◆ Stated goal
Reproduce the lines below word for word, leaving out the pictures.

Labeled-object pointing lines:
▬▬▬

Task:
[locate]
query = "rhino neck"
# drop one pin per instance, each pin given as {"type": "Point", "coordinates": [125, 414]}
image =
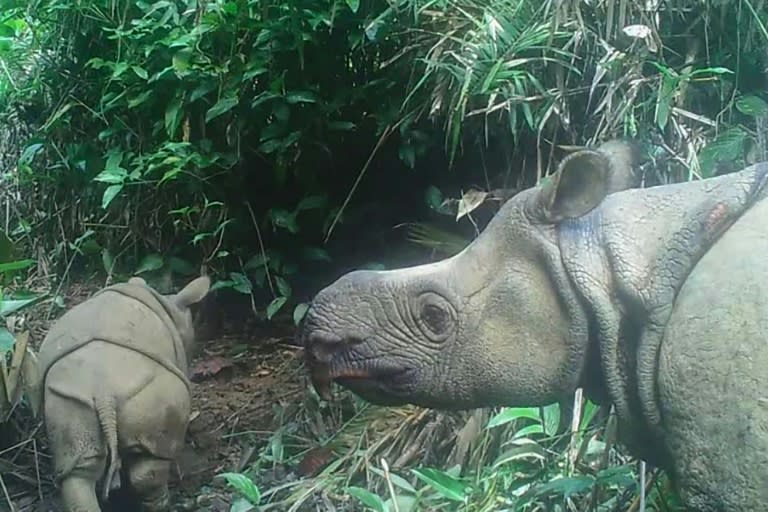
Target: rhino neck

▬▬▬

◆ Written solution
Task:
[locate]
query = "rhino neck"
# drop one pin per instance, each pin given as {"type": "Point", "coordinates": [125, 414]}
image =
Target: rhino neck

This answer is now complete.